▸ **What needs to be done**
What follows are records. Restate all of them word for word.

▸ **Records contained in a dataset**
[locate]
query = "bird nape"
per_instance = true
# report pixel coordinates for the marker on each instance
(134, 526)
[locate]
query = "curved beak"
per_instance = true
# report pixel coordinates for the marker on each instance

▸ **Task result**
[locate]
query = "bird nape"
per_instance = true
# report pixel coordinates for the marker on each instance
(134, 526)
[locate]
query = "curved beak"
per_instance = true
# report pixel coordinates for the marker on each instance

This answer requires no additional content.